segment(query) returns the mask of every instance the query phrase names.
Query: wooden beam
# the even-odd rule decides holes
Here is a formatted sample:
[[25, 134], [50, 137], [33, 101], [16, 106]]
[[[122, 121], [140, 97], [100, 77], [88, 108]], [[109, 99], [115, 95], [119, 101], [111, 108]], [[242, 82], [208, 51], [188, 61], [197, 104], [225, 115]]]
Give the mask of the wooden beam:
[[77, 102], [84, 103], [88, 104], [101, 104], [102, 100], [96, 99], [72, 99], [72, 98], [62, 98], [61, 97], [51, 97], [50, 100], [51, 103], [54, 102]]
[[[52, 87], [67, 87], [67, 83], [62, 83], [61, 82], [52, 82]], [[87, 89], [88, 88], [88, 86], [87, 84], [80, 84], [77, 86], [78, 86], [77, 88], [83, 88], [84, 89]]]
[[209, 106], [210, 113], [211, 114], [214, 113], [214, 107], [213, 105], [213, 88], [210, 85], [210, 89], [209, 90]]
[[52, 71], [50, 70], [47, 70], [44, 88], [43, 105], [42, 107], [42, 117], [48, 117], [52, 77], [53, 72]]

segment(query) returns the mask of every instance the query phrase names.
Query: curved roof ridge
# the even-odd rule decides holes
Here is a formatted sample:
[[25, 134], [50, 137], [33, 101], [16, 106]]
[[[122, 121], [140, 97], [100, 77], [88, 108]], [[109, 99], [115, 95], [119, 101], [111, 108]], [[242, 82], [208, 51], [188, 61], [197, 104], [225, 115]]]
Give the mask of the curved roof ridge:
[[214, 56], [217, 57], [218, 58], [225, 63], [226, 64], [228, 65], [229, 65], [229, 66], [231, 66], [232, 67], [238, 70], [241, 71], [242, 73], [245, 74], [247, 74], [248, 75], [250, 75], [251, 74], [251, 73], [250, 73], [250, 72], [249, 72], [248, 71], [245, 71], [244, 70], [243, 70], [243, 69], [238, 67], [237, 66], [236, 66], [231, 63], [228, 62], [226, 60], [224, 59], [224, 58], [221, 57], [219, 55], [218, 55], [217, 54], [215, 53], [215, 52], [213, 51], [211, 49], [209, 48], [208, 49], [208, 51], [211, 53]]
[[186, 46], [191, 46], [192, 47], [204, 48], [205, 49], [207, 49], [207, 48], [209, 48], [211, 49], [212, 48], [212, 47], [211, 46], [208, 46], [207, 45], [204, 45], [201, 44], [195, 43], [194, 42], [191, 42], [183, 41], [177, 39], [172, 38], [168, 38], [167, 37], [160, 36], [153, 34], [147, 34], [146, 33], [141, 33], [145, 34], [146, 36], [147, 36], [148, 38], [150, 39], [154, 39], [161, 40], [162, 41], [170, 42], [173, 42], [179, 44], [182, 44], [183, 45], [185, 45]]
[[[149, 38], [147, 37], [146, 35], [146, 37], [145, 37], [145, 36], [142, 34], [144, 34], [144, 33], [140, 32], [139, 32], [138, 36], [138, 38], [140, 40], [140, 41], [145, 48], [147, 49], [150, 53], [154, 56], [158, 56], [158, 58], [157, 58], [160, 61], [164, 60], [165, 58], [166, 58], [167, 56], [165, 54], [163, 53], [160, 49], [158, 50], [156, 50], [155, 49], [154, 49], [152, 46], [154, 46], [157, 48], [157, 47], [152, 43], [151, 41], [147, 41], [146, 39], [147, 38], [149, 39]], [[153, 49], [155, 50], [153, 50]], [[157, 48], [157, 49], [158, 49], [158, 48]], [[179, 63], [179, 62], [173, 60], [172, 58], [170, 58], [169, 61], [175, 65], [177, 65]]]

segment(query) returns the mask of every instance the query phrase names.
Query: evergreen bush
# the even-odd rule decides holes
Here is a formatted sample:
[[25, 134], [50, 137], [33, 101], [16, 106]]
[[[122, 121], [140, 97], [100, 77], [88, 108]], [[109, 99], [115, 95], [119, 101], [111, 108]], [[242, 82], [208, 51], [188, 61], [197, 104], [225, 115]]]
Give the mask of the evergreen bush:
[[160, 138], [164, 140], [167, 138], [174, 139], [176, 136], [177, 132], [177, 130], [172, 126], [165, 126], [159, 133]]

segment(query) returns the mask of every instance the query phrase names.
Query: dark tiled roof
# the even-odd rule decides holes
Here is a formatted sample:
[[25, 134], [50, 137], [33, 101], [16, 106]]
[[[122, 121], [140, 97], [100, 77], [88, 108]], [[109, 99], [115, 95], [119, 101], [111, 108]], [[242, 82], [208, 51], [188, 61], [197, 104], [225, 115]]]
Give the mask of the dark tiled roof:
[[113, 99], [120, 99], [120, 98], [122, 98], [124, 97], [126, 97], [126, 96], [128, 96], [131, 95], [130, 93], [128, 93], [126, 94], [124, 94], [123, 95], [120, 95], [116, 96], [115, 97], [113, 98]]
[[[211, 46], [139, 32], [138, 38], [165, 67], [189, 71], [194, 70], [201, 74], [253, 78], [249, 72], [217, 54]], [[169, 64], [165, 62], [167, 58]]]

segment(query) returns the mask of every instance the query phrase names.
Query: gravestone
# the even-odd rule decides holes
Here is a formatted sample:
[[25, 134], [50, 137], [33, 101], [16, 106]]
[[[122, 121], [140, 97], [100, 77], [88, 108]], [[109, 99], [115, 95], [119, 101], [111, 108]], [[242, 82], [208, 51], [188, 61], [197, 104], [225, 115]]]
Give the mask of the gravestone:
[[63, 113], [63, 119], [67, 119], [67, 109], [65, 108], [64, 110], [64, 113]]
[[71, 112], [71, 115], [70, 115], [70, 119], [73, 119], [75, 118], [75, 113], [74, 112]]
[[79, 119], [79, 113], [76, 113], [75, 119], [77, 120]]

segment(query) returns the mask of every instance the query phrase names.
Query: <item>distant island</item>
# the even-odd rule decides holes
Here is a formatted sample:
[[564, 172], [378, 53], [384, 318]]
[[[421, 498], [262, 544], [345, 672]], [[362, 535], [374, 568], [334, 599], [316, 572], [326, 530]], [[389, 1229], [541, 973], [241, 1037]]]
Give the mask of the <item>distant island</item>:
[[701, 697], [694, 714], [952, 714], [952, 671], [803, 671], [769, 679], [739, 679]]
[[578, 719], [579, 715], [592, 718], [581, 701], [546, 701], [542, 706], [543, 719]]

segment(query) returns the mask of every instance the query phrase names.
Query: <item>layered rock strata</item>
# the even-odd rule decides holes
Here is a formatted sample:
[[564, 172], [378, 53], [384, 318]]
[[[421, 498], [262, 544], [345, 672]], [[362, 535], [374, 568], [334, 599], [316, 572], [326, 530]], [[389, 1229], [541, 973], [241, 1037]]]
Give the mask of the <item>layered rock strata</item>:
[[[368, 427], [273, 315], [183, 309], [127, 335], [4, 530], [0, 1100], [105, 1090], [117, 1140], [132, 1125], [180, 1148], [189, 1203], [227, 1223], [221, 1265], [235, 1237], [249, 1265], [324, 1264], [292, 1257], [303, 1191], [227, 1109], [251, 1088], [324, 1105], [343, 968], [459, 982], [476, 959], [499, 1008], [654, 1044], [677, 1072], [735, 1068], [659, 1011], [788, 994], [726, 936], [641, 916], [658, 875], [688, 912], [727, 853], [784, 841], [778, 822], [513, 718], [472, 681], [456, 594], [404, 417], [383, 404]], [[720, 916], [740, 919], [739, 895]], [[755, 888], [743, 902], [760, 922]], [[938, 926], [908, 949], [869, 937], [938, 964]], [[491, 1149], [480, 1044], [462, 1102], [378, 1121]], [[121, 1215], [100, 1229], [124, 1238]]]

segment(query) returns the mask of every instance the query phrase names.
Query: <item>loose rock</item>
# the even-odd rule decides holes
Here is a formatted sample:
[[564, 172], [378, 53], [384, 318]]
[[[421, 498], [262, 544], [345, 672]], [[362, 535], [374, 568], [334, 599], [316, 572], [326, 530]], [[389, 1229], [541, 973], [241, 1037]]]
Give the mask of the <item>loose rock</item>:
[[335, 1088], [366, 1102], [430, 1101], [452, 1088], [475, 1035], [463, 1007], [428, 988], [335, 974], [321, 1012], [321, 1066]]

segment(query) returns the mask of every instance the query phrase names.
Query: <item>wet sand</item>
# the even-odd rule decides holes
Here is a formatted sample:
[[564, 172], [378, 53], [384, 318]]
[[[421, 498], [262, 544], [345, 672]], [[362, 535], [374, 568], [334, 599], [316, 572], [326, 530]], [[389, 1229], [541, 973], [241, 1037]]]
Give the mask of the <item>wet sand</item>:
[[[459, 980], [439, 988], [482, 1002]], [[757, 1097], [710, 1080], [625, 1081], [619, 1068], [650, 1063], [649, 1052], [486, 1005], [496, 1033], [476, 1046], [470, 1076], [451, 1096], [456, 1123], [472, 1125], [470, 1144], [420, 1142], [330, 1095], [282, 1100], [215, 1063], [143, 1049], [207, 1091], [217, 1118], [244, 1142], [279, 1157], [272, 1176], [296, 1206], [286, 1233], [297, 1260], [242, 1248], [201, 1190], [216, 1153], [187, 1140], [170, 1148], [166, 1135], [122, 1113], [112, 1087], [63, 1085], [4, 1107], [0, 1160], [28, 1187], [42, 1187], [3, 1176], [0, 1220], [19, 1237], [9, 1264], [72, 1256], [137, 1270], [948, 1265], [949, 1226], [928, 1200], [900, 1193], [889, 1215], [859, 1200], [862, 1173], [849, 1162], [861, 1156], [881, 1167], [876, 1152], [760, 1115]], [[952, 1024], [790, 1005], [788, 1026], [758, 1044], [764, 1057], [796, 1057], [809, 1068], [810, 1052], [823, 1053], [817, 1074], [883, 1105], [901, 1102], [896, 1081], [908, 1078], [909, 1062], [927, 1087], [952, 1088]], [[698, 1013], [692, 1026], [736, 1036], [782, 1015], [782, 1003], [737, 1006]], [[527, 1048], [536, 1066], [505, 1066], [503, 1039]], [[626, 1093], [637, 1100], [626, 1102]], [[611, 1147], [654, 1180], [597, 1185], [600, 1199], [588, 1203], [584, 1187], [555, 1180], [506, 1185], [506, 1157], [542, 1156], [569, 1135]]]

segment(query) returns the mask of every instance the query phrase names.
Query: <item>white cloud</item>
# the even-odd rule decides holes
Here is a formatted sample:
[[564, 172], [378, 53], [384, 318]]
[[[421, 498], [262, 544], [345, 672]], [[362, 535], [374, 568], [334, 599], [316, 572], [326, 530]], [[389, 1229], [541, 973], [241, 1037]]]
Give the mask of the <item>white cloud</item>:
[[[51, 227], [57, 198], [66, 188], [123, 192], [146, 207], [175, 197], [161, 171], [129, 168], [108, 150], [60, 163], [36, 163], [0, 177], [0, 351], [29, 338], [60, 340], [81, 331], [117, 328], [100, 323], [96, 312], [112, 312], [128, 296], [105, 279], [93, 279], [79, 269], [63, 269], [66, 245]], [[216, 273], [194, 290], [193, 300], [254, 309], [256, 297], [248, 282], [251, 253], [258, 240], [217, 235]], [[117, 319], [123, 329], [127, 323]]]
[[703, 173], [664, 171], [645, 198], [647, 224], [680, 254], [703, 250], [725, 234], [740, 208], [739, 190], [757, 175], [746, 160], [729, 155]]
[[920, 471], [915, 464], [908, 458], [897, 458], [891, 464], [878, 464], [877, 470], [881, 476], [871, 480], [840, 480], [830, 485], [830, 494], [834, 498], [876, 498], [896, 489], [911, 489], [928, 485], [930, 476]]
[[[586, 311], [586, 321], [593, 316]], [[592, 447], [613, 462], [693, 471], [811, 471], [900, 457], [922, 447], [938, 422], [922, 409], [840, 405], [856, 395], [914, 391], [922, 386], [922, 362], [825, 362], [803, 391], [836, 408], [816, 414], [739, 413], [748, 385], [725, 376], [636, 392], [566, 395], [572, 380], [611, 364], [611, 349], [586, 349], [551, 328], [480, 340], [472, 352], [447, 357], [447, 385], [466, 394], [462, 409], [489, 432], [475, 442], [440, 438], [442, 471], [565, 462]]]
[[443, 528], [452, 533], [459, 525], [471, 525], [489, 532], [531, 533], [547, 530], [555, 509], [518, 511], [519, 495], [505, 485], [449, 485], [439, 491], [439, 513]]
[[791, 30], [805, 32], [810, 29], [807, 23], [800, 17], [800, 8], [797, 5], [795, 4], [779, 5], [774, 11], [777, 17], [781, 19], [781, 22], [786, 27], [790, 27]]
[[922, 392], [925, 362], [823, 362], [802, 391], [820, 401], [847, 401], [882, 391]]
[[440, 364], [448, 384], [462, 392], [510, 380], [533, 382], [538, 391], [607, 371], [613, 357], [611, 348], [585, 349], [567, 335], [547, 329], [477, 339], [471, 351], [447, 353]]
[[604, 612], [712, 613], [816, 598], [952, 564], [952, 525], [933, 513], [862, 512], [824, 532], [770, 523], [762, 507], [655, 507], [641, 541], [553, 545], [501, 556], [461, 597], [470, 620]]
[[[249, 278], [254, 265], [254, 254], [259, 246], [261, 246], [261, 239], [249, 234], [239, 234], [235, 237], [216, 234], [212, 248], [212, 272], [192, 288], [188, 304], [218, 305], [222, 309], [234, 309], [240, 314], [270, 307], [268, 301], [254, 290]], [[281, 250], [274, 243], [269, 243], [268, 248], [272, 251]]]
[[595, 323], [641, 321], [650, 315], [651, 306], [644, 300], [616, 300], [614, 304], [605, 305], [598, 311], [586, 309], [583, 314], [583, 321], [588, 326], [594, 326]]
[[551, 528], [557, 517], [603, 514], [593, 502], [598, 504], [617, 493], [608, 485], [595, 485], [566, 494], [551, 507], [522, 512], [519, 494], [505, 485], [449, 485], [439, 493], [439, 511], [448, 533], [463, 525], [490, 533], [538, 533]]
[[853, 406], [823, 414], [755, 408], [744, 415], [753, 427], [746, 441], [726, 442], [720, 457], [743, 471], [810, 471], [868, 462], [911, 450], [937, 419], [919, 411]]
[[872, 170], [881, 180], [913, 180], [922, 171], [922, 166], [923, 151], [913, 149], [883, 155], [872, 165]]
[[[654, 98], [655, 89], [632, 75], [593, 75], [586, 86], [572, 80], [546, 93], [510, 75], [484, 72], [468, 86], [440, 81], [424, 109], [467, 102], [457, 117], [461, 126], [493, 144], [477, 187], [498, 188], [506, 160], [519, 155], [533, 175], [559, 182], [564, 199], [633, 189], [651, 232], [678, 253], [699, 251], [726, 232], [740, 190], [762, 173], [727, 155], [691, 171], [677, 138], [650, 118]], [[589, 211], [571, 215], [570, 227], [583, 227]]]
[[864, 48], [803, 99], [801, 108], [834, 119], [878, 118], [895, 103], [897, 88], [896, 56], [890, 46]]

::::

## WHAT IS NEEDED
Rewrite the lines from the very start of the rows through the line containing "Give the mask of the wooden" as a numbered list, with any blank lines omitted.

## WRITTEN SOLUTION
1. segment(query) returns the mask of every instance the query phrase names.
2. Query: wooden beam
3. # the even-odd rule decides holes
4. Here is a formatted sample:
5. [[25, 134], [50, 137], [33, 101], [16, 106]]
6. [[[122, 121], [140, 97], [100, 77], [88, 108]], [[109, 99], [115, 95], [119, 101], [111, 108]], [[242, 82], [208, 51], [188, 61], [197, 104], [225, 115]]]
7. Give the mask of the wooden beam:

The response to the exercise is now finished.